> **WORK TO BE COMPLETED**
From the first line to the last, write out the material verbatim.

> **DATA TO EXAMINE**

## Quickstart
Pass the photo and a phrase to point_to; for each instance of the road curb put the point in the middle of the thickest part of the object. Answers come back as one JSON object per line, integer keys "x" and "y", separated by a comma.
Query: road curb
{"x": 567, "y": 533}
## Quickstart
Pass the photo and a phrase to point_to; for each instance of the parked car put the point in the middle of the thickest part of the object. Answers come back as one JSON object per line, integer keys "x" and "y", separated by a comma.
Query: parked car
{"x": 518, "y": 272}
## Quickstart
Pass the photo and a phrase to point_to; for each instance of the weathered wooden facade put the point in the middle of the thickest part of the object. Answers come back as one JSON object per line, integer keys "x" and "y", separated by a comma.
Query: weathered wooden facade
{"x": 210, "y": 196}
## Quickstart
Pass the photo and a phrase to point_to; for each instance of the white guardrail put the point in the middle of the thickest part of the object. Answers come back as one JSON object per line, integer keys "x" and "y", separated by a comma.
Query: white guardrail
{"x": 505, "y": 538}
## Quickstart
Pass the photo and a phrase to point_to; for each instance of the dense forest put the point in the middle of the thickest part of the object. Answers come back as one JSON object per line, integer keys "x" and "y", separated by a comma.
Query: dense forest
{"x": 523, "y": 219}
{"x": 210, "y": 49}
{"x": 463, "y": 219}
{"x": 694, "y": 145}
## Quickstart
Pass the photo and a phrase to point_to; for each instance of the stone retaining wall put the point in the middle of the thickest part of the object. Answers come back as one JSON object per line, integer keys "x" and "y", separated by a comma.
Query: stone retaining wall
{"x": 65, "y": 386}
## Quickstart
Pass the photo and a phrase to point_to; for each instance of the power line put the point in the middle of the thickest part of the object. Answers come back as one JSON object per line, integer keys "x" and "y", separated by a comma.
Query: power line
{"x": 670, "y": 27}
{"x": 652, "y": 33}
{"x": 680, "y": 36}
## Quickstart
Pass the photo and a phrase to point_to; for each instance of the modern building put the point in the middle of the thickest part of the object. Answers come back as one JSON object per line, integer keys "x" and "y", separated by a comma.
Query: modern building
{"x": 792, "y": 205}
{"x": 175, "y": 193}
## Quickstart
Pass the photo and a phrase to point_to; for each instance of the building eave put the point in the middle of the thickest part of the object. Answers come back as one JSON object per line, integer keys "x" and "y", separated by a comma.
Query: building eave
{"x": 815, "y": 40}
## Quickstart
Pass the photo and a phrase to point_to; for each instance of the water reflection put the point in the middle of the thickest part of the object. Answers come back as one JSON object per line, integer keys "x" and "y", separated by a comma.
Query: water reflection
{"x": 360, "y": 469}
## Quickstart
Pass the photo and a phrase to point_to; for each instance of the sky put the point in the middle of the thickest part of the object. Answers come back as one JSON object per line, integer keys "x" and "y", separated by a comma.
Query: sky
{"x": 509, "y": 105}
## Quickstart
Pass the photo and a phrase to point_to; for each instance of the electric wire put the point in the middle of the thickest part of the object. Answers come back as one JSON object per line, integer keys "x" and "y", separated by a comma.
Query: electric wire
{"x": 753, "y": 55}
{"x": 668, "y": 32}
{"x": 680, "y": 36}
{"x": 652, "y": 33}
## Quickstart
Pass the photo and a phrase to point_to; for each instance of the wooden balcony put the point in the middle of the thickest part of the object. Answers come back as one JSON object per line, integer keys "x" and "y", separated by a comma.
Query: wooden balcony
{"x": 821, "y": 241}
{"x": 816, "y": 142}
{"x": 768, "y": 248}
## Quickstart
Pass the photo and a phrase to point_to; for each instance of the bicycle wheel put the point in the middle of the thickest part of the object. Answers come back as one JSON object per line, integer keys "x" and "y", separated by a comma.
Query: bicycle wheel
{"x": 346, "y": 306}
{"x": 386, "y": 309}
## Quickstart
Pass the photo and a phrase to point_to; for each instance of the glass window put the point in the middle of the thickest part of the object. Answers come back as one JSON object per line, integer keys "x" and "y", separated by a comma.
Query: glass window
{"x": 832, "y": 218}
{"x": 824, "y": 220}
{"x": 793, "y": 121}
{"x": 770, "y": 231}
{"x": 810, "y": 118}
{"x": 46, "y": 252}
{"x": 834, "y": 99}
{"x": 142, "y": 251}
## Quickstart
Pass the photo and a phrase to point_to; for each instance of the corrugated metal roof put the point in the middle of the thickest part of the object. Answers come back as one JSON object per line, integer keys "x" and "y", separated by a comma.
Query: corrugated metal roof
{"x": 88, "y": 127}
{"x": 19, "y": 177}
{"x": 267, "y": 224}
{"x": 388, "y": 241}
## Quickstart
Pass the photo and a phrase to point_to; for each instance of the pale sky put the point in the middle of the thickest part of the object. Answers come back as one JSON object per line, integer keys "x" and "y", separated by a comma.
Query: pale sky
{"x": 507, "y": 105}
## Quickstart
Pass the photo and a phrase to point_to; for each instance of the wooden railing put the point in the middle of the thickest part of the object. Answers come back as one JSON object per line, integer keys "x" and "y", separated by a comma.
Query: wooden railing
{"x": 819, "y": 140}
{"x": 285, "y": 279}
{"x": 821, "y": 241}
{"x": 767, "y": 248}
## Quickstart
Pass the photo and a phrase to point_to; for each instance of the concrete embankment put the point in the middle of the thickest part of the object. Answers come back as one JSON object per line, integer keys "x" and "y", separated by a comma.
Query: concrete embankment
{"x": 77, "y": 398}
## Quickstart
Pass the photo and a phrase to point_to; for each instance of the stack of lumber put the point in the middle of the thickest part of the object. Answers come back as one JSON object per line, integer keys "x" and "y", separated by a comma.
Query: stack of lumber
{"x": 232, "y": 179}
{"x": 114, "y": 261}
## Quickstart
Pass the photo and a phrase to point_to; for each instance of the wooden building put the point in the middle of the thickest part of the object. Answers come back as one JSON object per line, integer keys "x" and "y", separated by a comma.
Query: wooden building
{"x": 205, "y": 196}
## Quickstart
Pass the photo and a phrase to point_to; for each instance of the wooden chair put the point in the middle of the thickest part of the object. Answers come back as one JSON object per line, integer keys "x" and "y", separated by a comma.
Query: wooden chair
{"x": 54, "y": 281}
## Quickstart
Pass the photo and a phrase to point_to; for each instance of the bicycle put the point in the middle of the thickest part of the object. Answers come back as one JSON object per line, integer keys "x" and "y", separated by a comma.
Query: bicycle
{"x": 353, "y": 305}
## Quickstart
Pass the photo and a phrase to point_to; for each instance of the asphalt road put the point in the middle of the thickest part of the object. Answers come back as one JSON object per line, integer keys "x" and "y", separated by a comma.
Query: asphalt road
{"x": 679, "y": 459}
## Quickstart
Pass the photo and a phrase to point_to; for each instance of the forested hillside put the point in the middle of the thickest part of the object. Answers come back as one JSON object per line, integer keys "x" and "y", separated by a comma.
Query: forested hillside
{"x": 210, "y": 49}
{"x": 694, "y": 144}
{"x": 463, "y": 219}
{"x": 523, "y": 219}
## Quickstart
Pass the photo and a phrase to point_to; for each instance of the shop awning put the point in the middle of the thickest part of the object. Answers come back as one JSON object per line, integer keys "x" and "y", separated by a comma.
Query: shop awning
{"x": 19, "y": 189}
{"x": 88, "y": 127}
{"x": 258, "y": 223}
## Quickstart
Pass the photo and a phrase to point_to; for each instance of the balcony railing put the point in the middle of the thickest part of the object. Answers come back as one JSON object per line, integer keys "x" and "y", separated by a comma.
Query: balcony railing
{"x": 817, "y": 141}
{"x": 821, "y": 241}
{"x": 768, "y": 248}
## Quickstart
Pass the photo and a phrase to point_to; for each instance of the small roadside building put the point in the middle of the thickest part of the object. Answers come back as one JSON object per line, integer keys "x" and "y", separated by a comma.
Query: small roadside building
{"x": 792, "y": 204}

> **ANSWER TO THIS EXERCISE**
## Quickstart
Pass the photo and a phrase to point_to; for each instance of the road curb put the point in the middle of the thickest part of the object. Answers come back as one JSON object per line, integer keys "x" and "y", separated by a comma.
Query: road curb
{"x": 567, "y": 533}
## Quickstart
Pass the photo and a phrase to point_to; for each instance of the parked car put the point in the middle of the thickest part of the object. Answers come back as one JSON object per line, integer keys "x" and "y", separated by a comma.
Query: parked car
{"x": 518, "y": 272}
## Quickstart
Pass the photo and a phrase to point_to; for each instance of the weathered wooden facade put the point in the middle of the thickest part of the object. Answers come back as one JSON object per line, integer keys "x" and "y", separated by a comma.
Query: weathered wooden facade
{"x": 210, "y": 196}
## Quickstart
Pass the photo and a phrase to point_to; for each instance of the white guardrail put the point in the middle of the thickest part of the object. Answers come back as one JSON object per line, integer keys "x" and "y", separated by a comma.
Query: white guardrail
{"x": 505, "y": 538}
## Quickstart
Pass the photo and a phrase to point_to; for each instance of the dense forest put the point in the middle of the thickest part of the object. Answers come back as one JSON object per line, integer keys "x" and "y", separated by a comma.
Query: dense forest
{"x": 523, "y": 219}
{"x": 210, "y": 49}
{"x": 463, "y": 219}
{"x": 694, "y": 145}
## Quickstart
Pass the photo and a phrase to point_to; for each instance of the stone retaining wall put the point in the middle of the thickest part of the object. Answers come back as one JSON object per line, integer keys "x" and "y", separated by a comma.
Query: stone retaining wall
{"x": 65, "y": 386}
## Quickstart
Pass the photo and a phrase to point_to; for each instance of the power line put the point in the middle of the thickest part of the object. Answers come back as one JSON object per line, integer keys "x" and "y", separated by a comma.
Query: power line
{"x": 670, "y": 27}
{"x": 652, "y": 33}
{"x": 680, "y": 36}
## Quickstart
Pass the photo and a phrase to point_to; for each instance of the modern building put the point in the middle of the thickest part of the object. Answers come back as one JSON object per line, integer keys "x" and "y", separated by a comma.
Query: modern building
{"x": 792, "y": 205}
{"x": 175, "y": 193}
## Quickstart
Pass the photo and a phrase to point_to; for each instance of the building eave put the point in the middle of the thickest part of the object. Answers come back as one JSON object per line, integer keys "x" and "y", separated by a comma.
Query: building eave
{"x": 815, "y": 40}
## Quickstart
Pass the photo and a phrase to point_to; for each instance of the water reflection put the point in the middle of the thickest part of the object. Answers come back as one JSON object per line, integer keys "x" and "y", separated by a comma.
Query: water reflection
{"x": 360, "y": 469}
## Quickstart
Pass the photo and a phrase to point_to; for each instance of the sky put the point in the middle of the thickest part of the object. Answers come back as one JSON object per line, integer keys "x" and "y", separated by a comma.
Query: sky
{"x": 509, "y": 105}
## Quickstart
Pass the photo and a phrase to point_to; for each instance of the electric wire put the point in the middle of the thickest part of the object. Answers come back as one JSON object per line, integer keys "x" and "y", separated by a comma.
Query: electric wire
{"x": 753, "y": 55}
{"x": 668, "y": 32}
{"x": 680, "y": 36}
{"x": 652, "y": 33}
## Quickstart
Pass the photo and a phrase to point_to; for each instance of the wooden balcony put the point in the middle of the thickest part of the object. Answers come back as one JSON object per line, integer keys "x" and "y", separated by a comma.
Query: wooden balcony
{"x": 821, "y": 241}
{"x": 816, "y": 142}
{"x": 768, "y": 248}
## Quickstart
Pass the photo and a phrase to point_to; for each instance of the bicycle wheel put the point in the middle of the thickest part of the object. Answers come back as one JSON object per line, integer keys "x" and "y", separated by a comma.
Query: bicycle wheel
{"x": 346, "y": 306}
{"x": 386, "y": 309}
## Quickstart
Pass the photo and a phrase to point_to; for each instance of the glass window put the point in the middle of the thickest part of the object. Answers come back as one JSON object per line, integer keys "x" and "y", separated by a comma.
Query: glass window
{"x": 832, "y": 218}
{"x": 824, "y": 220}
{"x": 793, "y": 121}
{"x": 770, "y": 231}
{"x": 810, "y": 118}
{"x": 46, "y": 252}
{"x": 834, "y": 99}
{"x": 142, "y": 251}
## Quickstart
Pass the photo and a phrase to point_to; for each instance of the corrugated metal roof put the point in the middle of the thickest part of the object. Answers come back as one JSON object per line, integer keys "x" and "y", separated by a comma.
Query: corrugated metal roof
{"x": 88, "y": 127}
{"x": 19, "y": 177}
{"x": 267, "y": 224}
{"x": 388, "y": 241}
## Quickstart
Pass the photo and a phrase to point_to; for each instance of the pale sky put the point in the middle of the thickest part of the object. Answers come back as one JSON object per line, integer keys "x" and "y", separated by a comma.
Query: pale sky
{"x": 507, "y": 105}
## Quickstart
Pass the photo and a phrase to point_to; for each instance of the wooden railing put the point in the middle of the thickest part of the object. Answers come back as one JSON object per line, integer keys "x" and "y", separated by a comma.
Query: wooden railing
{"x": 819, "y": 140}
{"x": 285, "y": 279}
{"x": 821, "y": 241}
{"x": 767, "y": 248}
## Quickstart
Pass the photo and a phrase to point_to; for each instance of the concrete embankment put the point in the middle of the thickest part of the object. Answers come back as one JSON object per line, integer keys "x" and "y", separated by a comma.
Query: concrete embankment
{"x": 77, "y": 398}
## Quickstart
Pass the photo and a phrase to point_to; for each instance of the stack of lumber put the point in the middle of the thickest part of the object. Answers come back as one JSON object per line, integer keys "x" and "y", separated by a comma.
Query: stack of lumber
{"x": 232, "y": 179}
{"x": 114, "y": 261}
## Quickstart
Pass the photo and a phrase to point_to; for each instance of the wooden building put the point in the middle of the thickest part of the object. Answers come back as one JSON object per line, integer keys "x" and "y", separated by a comma.
Query: wooden building
{"x": 205, "y": 196}
## Quickstart
Pass the photo and a phrase to point_to; for each instance of the wooden chair put the point in the middle of the thickest part of the object. Answers come back as one JSON object per line, integer keys "x" and "y", separated by a comma.
Query: wooden chair
{"x": 54, "y": 281}
## Quickstart
Pass the photo and a phrase to point_to; for each instance of the bicycle put the point in the middle of the thickest part of the object. Answers come back as one JSON object per line, integer keys "x" and "y", separated by a comma.
Query: bicycle
{"x": 353, "y": 305}
## Quickstart
Pass the photo and a phrase to point_to; for each instance of the asphalt road put the point in the middle of the thickest part of the object. Answers come back as one JSON object per line, integer keys "x" and "y", separated by a comma.
Query: asphalt road
{"x": 679, "y": 459}
## Quickstart
Pass the photo and a phrase to point_to; for each instance of the forested hillside put the point in the middle of the thickest part of the object. Answers come back as one JSON object per line, integer keys "x" and "y", separated by a comma.
Query: forested hillside
{"x": 210, "y": 49}
{"x": 694, "y": 144}
{"x": 463, "y": 219}
{"x": 523, "y": 219}
## Quickstart
Pass the photo and a phrase to point_to; for each instance of the shop awning put the point in the middle of the thickest part of the object. Answers come back as one JSON object per line, integer keys "x" and "y", separated by a comma.
Query: shop awning
{"x": 19, "y": 189}
{"x": 88, "y": 127}
{"x": 258, "y": 223}
## Quickstart
Pass the photo and a phrase to point_to; for each instance of the balcony railing put the point in the middle of the thickest part of the object. Answers come back as one JSON object per line, integer keys "x" and "y", separated by a comma.
Query: balcony railing
{"x": 817, "y": 141}
{"x": 821, "y": 241}
{"x": 768, "y": 248}
## Quickstart
Pass the photo and a phrase to point_to; for each instance of the small roadside building put the point in the middle of the thickest part of the object. Answers come back as one JSON object per line, integer keys "x" and "y", separated by a comma.
Query: small roadside building
{"x": 792, "y": 204}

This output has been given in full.